List each line of the data in which the string "query" appears.

━━━━━━━━

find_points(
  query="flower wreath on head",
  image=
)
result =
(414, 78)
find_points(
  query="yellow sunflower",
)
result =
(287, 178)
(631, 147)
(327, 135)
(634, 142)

━━━━━━━━

SOLUTION TO THIS EXERCISE:
  query="flower wreath on head",
  query="yellow sunflower",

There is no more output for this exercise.